### Document excerpt
== Segment start ==
Saturday, May 19, 2018

Learning A New Word--"Shambolic"

While reading journalist Michael Wolff's Fire and Fury: Inside the Trump White House (Henry Holt, 2018), I came across this sentence in the chapter about Donald Trump's former Chief Strategist Steve Bannon: "By default, everybody had to look to the voluble, aphoristic, shambolic, witty, off-the-cuff figure who was both ever present on the premises and who had, in an unlikely attribute, read a book or two." (See page 60.) [Italics mine.]

The word that caught my attention was "shambolic." I'd never seen it before. Being someone who enjoys learning new words, I consulted two of my American dictionaries and I could not find this word. I then went online and learned that "shambolic" is British slang for chaotic, disorganized, or mismanaged.

Looking further, I consulted the Canadian Oxford Dictionary, 2nd edition, a book I found, I think, on a street corner almost two years ago. It defines the word as "chaotic, unorganized." Now I have a new word to add to my vocabulary.
== Segment end ==
### Exercise goal
In the post about the word "shambolic," how does the Canadian Oxford Dictionary define the word? The stored data entries have no connection to the post about the word "shambolic."

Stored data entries
== Segment start ==
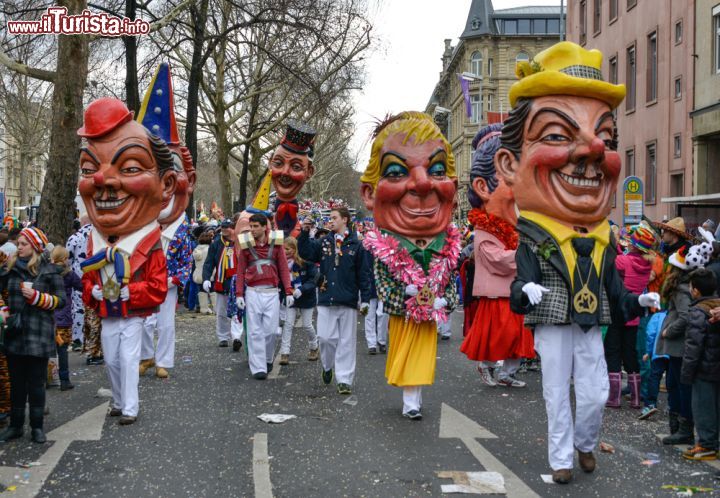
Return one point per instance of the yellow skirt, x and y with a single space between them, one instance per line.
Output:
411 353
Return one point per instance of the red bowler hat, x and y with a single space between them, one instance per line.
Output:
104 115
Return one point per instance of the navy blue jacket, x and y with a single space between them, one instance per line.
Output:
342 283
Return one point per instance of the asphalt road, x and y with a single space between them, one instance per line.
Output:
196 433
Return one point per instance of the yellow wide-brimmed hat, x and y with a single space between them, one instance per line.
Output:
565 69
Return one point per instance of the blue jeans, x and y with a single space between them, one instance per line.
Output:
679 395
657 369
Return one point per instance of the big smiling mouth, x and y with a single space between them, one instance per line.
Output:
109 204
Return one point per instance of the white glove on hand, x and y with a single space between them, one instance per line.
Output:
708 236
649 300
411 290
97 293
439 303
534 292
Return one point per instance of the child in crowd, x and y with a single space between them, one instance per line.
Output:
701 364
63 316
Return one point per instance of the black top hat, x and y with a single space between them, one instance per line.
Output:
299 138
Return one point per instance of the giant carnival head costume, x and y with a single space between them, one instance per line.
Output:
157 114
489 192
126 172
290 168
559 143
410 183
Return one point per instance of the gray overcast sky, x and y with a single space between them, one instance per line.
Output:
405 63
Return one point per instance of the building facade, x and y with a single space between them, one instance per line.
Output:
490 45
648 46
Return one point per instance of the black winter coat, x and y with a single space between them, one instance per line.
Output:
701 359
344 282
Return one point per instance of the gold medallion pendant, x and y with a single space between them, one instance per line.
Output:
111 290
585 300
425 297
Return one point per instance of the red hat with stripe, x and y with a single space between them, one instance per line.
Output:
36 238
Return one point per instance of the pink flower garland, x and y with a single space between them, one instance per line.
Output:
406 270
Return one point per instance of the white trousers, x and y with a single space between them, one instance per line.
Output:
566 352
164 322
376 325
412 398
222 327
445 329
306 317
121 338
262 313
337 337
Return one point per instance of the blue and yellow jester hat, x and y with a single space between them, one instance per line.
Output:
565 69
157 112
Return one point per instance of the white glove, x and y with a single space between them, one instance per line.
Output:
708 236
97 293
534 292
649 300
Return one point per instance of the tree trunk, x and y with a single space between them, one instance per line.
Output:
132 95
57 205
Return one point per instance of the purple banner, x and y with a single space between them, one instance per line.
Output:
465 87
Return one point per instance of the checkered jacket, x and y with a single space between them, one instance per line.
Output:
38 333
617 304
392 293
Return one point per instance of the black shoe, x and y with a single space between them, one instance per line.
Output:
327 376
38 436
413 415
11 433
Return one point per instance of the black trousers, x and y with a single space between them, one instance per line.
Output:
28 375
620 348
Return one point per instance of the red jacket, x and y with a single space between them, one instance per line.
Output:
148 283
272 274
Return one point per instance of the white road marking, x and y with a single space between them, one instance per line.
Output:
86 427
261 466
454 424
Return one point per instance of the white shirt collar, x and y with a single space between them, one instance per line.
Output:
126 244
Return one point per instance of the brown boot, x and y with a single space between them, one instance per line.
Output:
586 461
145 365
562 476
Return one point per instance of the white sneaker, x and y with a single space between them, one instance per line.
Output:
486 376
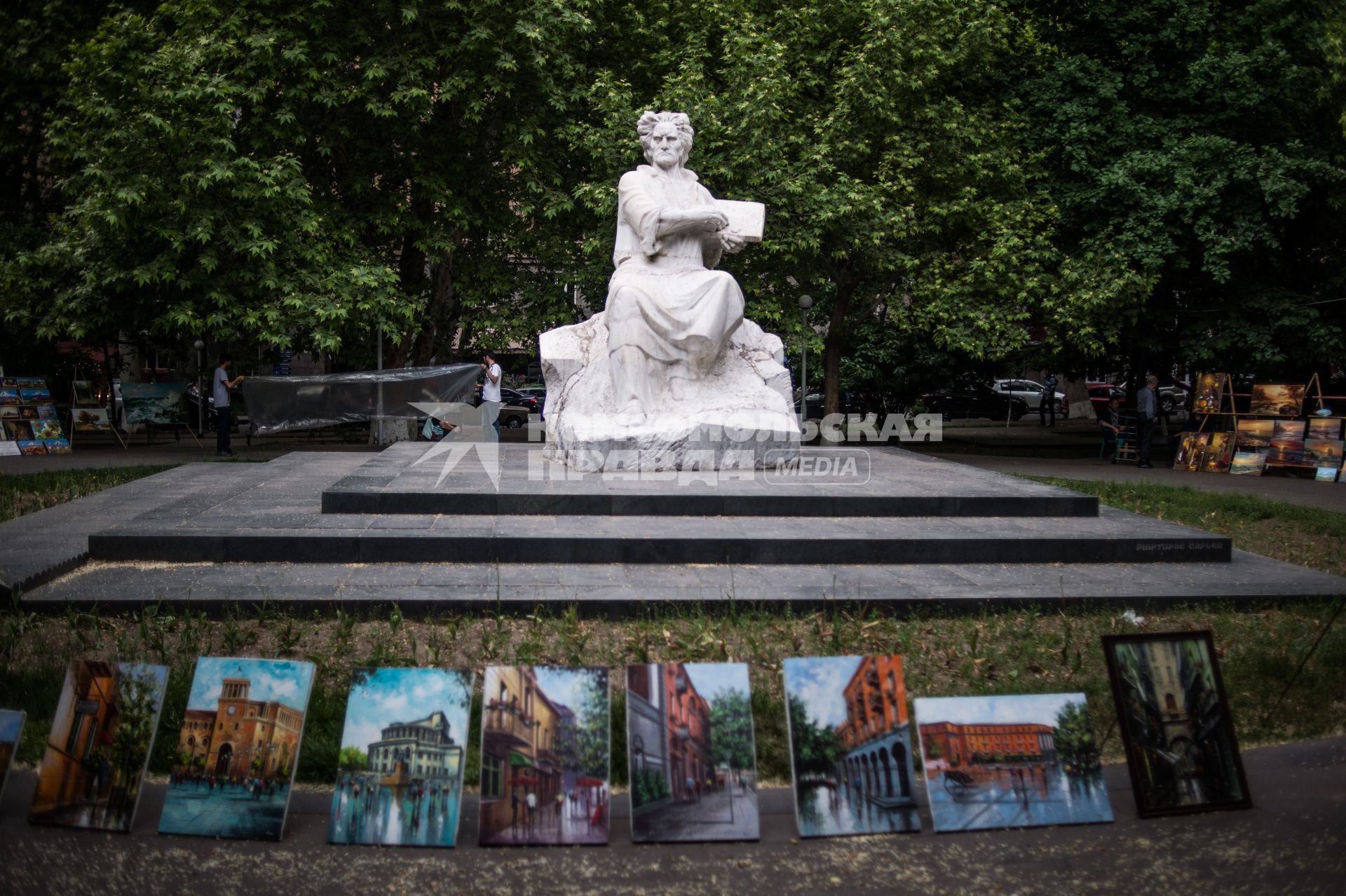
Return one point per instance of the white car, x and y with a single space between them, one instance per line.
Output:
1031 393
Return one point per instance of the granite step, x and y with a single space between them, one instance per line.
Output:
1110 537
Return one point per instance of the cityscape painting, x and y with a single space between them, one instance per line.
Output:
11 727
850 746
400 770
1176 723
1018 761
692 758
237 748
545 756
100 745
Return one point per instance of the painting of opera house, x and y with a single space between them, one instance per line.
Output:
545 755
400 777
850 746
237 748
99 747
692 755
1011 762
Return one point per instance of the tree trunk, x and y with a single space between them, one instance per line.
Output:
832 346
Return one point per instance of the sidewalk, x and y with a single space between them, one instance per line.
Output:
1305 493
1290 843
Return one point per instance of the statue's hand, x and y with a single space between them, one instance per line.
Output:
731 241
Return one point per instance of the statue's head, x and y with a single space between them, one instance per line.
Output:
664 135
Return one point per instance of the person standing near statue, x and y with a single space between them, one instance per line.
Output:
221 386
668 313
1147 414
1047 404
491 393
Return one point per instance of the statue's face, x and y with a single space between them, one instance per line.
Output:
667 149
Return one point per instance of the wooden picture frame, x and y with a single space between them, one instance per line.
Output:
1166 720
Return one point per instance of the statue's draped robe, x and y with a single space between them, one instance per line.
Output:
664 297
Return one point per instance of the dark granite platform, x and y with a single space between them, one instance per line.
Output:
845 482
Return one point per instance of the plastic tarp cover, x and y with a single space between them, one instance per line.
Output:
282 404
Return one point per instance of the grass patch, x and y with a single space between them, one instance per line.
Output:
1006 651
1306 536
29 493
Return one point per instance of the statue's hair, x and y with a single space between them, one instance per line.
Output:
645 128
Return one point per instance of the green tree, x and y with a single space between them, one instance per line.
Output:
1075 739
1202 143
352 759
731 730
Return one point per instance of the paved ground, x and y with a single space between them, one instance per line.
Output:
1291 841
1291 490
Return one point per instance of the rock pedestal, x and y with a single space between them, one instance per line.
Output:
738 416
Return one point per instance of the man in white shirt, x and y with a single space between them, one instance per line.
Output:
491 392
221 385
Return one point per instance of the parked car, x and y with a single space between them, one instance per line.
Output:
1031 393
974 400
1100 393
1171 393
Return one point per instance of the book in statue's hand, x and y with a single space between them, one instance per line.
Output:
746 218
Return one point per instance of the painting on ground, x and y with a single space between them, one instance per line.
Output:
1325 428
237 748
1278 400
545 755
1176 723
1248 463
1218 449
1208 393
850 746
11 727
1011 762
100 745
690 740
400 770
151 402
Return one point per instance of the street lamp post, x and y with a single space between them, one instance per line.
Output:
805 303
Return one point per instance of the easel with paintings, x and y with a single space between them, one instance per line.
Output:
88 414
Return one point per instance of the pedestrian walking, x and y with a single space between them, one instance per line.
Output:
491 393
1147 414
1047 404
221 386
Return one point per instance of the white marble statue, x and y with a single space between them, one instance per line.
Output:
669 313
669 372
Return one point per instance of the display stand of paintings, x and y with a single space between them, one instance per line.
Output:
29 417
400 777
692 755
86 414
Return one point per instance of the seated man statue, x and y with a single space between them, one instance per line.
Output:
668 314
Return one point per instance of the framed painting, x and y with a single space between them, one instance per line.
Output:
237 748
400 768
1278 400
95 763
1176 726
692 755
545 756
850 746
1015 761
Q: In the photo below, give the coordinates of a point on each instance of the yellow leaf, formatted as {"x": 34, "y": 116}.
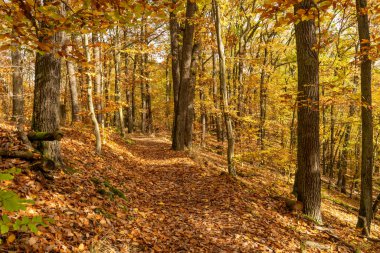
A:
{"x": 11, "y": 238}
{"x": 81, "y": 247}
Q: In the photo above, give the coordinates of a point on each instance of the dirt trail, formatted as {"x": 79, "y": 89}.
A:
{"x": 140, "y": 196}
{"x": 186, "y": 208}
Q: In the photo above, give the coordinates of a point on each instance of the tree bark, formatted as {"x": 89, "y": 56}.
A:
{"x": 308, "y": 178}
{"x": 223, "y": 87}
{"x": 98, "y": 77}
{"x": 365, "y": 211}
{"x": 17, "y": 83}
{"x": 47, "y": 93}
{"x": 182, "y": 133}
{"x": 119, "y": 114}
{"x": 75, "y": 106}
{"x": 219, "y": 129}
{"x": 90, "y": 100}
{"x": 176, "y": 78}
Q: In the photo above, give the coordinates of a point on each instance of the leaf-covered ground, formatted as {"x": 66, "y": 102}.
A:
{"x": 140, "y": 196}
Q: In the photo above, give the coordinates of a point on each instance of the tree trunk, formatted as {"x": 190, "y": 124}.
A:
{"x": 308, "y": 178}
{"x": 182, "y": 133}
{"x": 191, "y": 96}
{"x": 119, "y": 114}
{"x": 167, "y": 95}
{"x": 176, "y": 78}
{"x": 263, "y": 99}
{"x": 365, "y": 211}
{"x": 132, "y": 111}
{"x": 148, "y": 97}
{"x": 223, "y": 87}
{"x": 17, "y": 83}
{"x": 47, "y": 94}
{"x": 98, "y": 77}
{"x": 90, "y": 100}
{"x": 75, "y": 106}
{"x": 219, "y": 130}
== Segment end ==
### Written solution
It defines "shambolic" as "chaotic, unorganized."